**Data to examine**
# # #
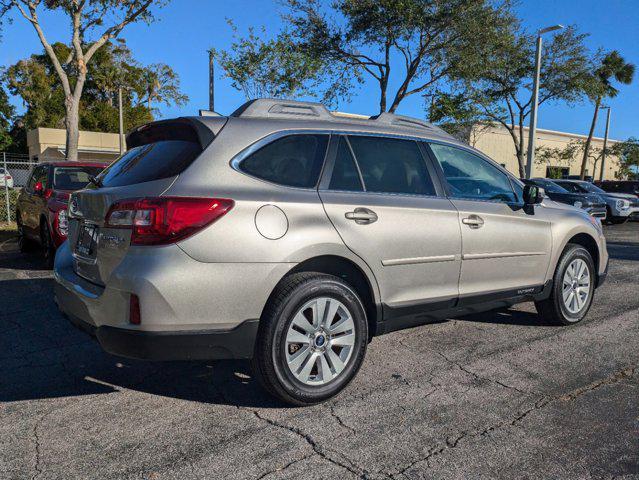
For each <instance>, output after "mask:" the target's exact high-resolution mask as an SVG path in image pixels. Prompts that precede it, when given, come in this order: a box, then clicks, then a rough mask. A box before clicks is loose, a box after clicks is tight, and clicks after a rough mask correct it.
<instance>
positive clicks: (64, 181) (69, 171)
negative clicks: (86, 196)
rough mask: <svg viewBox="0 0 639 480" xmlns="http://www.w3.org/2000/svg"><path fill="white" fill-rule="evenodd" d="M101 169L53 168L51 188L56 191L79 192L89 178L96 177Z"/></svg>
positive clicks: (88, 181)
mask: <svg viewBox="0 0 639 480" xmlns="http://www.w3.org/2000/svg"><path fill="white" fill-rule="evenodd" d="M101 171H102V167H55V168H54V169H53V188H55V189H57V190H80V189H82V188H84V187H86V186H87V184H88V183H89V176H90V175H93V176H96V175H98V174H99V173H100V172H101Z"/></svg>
# # #
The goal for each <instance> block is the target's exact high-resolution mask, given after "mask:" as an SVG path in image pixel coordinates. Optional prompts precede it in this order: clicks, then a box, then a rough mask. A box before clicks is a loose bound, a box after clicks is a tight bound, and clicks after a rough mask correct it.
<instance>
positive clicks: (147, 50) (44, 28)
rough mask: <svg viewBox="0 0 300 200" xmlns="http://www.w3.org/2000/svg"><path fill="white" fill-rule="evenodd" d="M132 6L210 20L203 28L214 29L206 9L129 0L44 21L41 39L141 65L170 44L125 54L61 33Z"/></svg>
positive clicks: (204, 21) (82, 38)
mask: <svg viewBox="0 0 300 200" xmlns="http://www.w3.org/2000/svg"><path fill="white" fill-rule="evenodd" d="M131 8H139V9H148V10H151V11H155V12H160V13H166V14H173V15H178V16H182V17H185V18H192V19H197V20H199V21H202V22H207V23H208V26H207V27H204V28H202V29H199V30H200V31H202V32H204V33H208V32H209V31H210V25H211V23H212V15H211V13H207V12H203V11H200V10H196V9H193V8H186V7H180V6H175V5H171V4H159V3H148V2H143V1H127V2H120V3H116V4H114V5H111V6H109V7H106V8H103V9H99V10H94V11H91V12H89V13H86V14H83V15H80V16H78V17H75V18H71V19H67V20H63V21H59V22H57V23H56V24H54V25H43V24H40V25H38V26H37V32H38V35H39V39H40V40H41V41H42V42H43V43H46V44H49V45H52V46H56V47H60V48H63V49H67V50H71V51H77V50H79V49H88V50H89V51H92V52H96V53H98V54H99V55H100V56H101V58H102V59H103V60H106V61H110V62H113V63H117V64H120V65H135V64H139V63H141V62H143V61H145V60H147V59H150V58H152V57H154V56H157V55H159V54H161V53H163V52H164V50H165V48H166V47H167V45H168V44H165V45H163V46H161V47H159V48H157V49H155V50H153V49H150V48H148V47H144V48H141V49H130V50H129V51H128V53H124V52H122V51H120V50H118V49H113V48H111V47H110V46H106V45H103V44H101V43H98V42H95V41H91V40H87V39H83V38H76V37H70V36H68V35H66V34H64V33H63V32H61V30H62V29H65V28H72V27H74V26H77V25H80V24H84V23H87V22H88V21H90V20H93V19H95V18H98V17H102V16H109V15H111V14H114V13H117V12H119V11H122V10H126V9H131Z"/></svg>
# # #
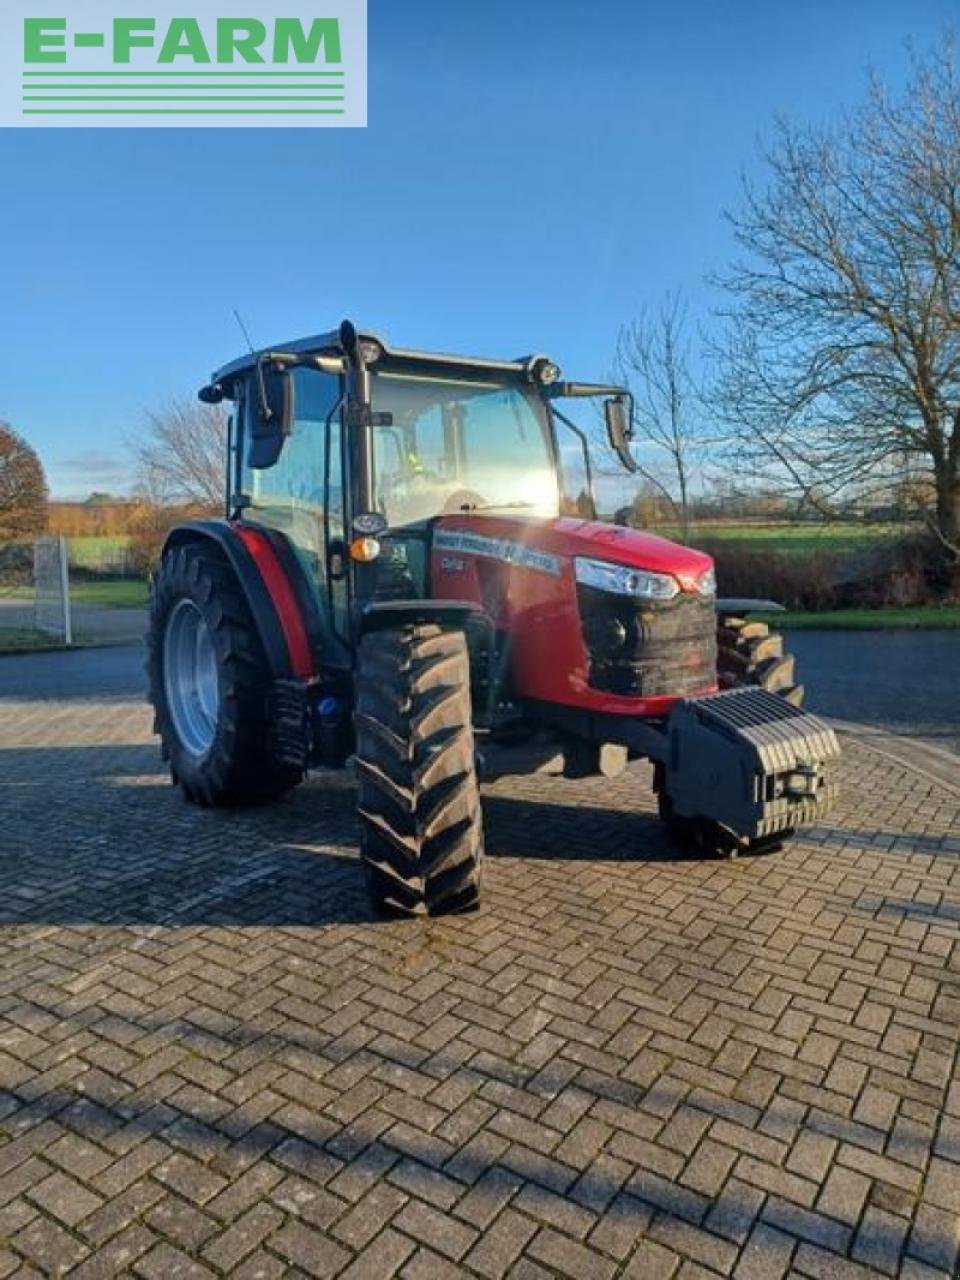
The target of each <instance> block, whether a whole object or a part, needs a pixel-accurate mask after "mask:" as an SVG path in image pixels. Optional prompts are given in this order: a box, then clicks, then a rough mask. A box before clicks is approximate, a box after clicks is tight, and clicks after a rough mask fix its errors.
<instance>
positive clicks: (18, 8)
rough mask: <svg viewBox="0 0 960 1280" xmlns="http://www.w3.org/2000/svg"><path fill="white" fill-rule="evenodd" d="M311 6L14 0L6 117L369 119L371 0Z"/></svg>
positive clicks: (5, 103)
# # #
Would you please copy every line from the listing above that contains the word "resolution"?

**Solution below**
For each <instance>, output after "mask:" the target's exact high-resolution mask as an SVG path in image pixels. Prompts that precede it, when given, come in this order: a box, then clicks, then a rough mask. A box before clicks is loose, a box after clicks is tight, and clicks after a rough mask correct it.
The goal for each <instance> block is the target's exact high-resolution mask, given after "mask:" as an SVG path in image pixel coordinates. Optional prompts precede it in this order: clicks, then a box, then a rough mask. A box before clicks is a loose bound, a box after clicks is a tight bound, and clicks after a rough mask correct it.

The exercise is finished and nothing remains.